GIVEN INSTRUCTION.
Rewrite the records, substituting "navy puffer jacket" for every "black puffer jacket" and leaving everything else unchanged. Omit the pictures from the output.

-- -- --

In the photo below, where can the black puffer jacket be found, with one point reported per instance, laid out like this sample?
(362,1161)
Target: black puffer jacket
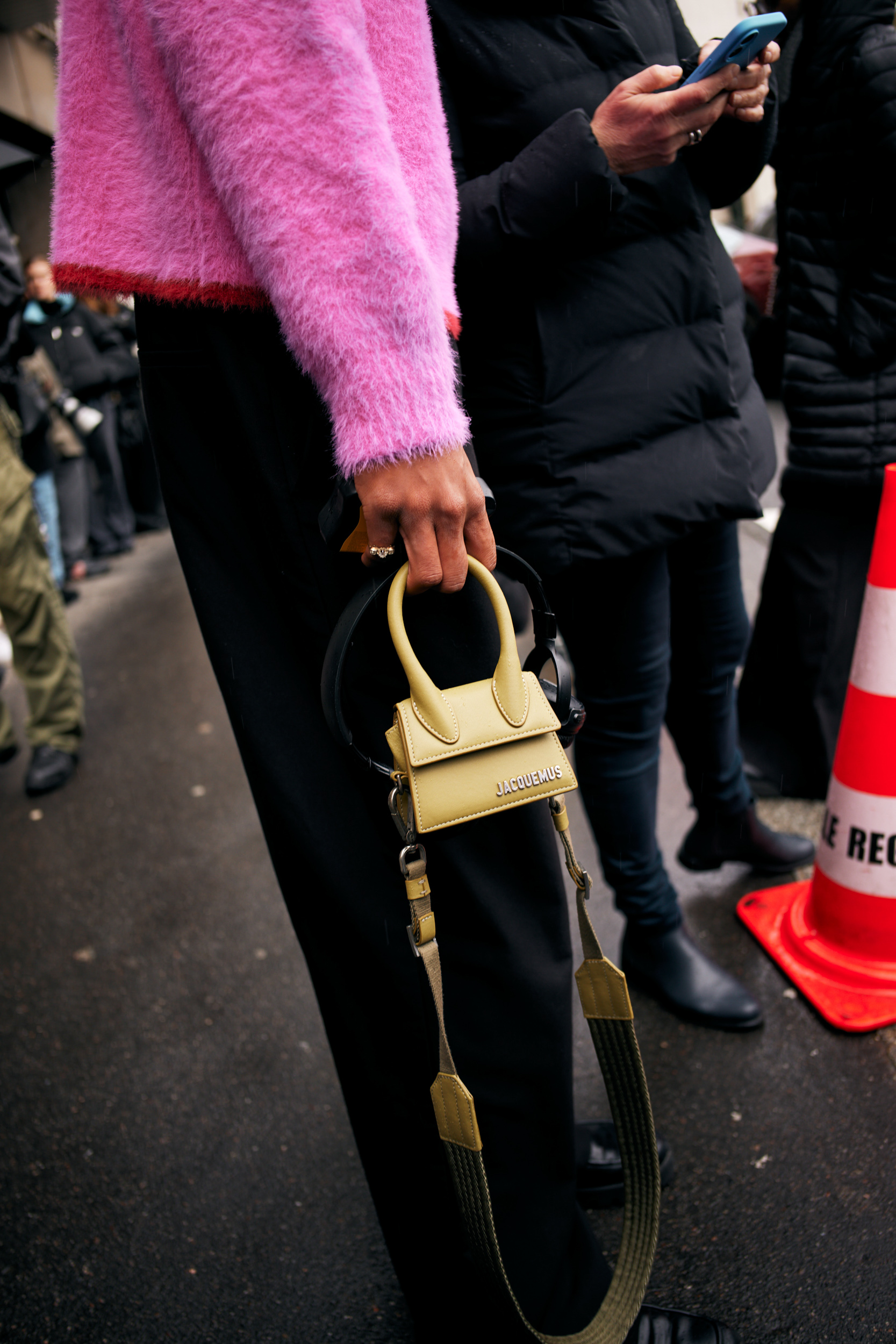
(836,163)
(604,359)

-- -- --

OUTPUT FOR THIS EXERCISE.
In the photo below, where can the navy puffer jacket be found, with one point reported per instance, laid out like this sample?
(362,1161)
Target: navy puffer jacket
(836,163)
(604,359)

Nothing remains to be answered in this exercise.